Первое, что "смущает" воспитанного в духе Просвещения пред­ставителя западного мира, так это кажущаяся невыделенность человека из животного мира. Действительно, в ведических текстах (признанных авторитетными практически всеми индийскими фило­софскими системами) человек часто именуется пашу — домашним животным, перечисляемым в одном ряду с коровами, лошадьми, козами и овцами (к которым иногда добавляются также верблюды, собаки, ишаки). Однако в древних же текстах отмечается, что человек занимает особое место среди животных, он даже сравнива­ется с Индрой в мире живых существ. Как бы подчеркивая особен­ное положение человека, священные тексты приписывают только ему право совершать ритуалы и жертвоприношения. Тем самым признается особая связь человека с богами.

Преимущественное положение человека связано с его способно­стью мыслить. Не случайно один из наиболее распространенных синонимов слова "человек" — манушья — можно соотнести с гла­голом "думать".

Но главное отличие человека от остального мира в том, что именно в нем наиполнейшим образом манифестируется Высшее "Я"

Атман. В «Айтрея — Араньяка», говорится: "Сок течет в растениях, а в животных — разум (читта). В человеке Атман проявлен наилучшим образом, потому что человек наделен разум­ностью (праджнана). Он видит и говорит о том, что познает, веда­ет то, что будет завтра, различает реальный мир от нереального, стремится достичь бессмертия, хотя и смертен". Коренное отличие человека от животных в том, что он обладает способностью следовать дхарме — моральному закону.

Взаимосвязь Атмана-Брахмана с атманом, индивидуальным "я" решается в индийской традиции преимущественно на основании принципа недуальности. Шанкаре принадлежит примечательное в этом смысле высказывание: „Существование Брахмана известно на основании того, что он является V каждого. Ведь каждый осозна­ет существование собственного 'я' и никогда не думает: „Я не суще­ствую . Если бы существование 'я' не было известно, всякий бы сказал : "Я не существую". И это «'Я' (существование которого все­ми осознается) есть Брахман".

Поскольку существует недуальная связь "я" с "Я", и Атман-Брахман тем самым присутствует в каждом, каждый сущностно идентичен со всеми другими.

> [БЛОК ДАННЫХ]:

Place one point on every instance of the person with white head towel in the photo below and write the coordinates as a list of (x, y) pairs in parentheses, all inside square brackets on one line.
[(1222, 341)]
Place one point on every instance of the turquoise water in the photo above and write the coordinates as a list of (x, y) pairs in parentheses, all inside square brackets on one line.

> [ЗАДАНИЯ]:
- A) С каким глаголом, согласно фрагменту о месте человека в индийской традиции, можно соотнести слово «манушья»?
- B) Напишите продолжение фрагмента о месте человека в индийской традиции, начиная сразу после его последнего предложения.

> [ОЖИДАЕМЫЕ ОТВЕТЫ]:
- A) С глаголом «думать».

- B)
На долю человека выпадает особая роль агента миропорядка. Как уже говорилось выше, согласно общепринятой в Индии идее, мир создан и развивается в целях реализации морального закона — дхармы. Хотя концепция дхарм — ключевая в индийской культуре, единого ее толкования, не существует. В целом речь идет о том, что процессы космогенеза связаны не с произволом богов и тем более не с причинами естественномеханического порядка, а с причинностью морального плана, точнее с моральным состоянием населяющих космос существ. Согласно индийской эпической космо­логии, "упадок" дхармы в конце каждого космического цикла вызывает пралайю — период космической ночи, когда мир распа­дается, а души пожинают плоды своих прошлых деяний.

Правда, из сказанного выше не следует спешить с выводом о безусловном признании за человеком роли "царя" природы. Во-первых , потому, что существует немало индуистских, буддистских и джайнских текстов, признающих участие в поддержании дхармы не только за человеком, но и за всеми живыми существами. Кроме того, следует иметь в виду, что и люди в индуизме различаются по своим "правам" участвовать в мировом дхармическом порядке.

В соответствии с ведийской традицией, человек обретает знание дхармы, правил совершения ритуала и приношения пожертвова­ний, опираясь на Веды. Но доступ к Ведам признается не за всеми. Люди делятся на четыре варны, в свою очередь дробящиеся на множество каст. (Единственной школой в индийской философской традиции, не принявшей кастовой системы, доктрины кармы и сан­сары была локаята. В некоторой степени и адживика признавала сансару, но без кармы. Кастовую дискриминацию отвергали также буддисты и ряд других неортодоксальных течений.)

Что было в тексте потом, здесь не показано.